### Selected extract
Threads II

POSIX Threads

Intro

In 1995, POSIX became the standard interface for many system calls in UNIX, including the threading environment. As a result, they are the model for programming with threads in nearly every OS and runtime environment, in systems based on C, Java, Python and other languages.

The lifecycle of a thread, much like a process, begins with creation. But, threads are not forked from a parent to create a child, instead they are simply created with a starting function as the entry point. A thread does not terminate, like a process; instead, threads are joined with the main thread when complete, or they are detached to run on their own until completion. Some common pthreads library function calls are listed in the following table:

The standard implementation of POSIX-compliant multithreading on Unix/Linux systems uses the pthread library. It is not the only possible way to implement multithreading, but it is the de facto standard on Unix/Linux systems. The following table lists some common functions calls implemented by the pthreads library.
Some pthread function calls.

Compilation

To compile a program with the pthread library, first we must include the header file:
#include <pthread.h>
This provides access to the underlying data types, like pthread_t, and function declarations. However, this is not enough because pthreads are not part of the standard C library. Instead, we must also explicitly link the pthreads library at compilation:
$ gcc -o hello hello.c -lpthread
where the -lpthread option tells gcc to link against the POSIX thread library.

### Recorded information
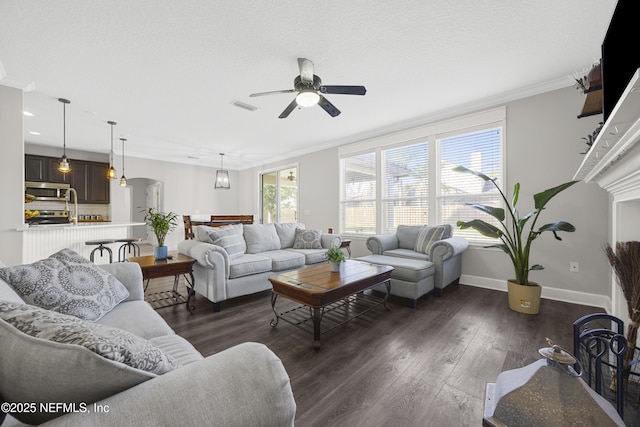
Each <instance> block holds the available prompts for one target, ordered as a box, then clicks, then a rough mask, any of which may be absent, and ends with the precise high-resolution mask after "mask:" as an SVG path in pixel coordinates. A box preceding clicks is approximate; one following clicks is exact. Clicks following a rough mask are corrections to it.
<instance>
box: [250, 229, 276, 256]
mask: <svg viewBox="0 0 640 427" xmlns="http://www.w3.org/2000/svg"><path fill="white" fill-rule="evenodd" d="M243 228H244V240H245V241H246V242H247V253H248V254H258V253H260V252H266V251H275V250H277V249H280V238H279V237H278V233H277V232H276V227H275V225H274V224H244V225H243Z"/></svg>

### What to work on
Reproduce the part of the POSIX threads text that opens with the words containing "The lifecycle of" and closes with "pthread function calls.".

### Answer below
The lifecycle of a thread, much like a process, begins with creation. But, threads are not forked from a parent to create a child, instead they are simply created with a starting function as the entry point. A thread does not terminate, like a process; instead, threads are joined with the main thread when complete, or they are detached to run on their own until completion. Some common pthreads library function calls are listed in the following table:

The standard implementation of POSIX-compliant multithreading on Unix/Linux systems uses the pthread library. It is not the only possible way to implement multithreading, but it is the de facto standard on Unix/Linux systems. The following table lists some common functions calls implemented by the pthreads library.
Some pthread function calls.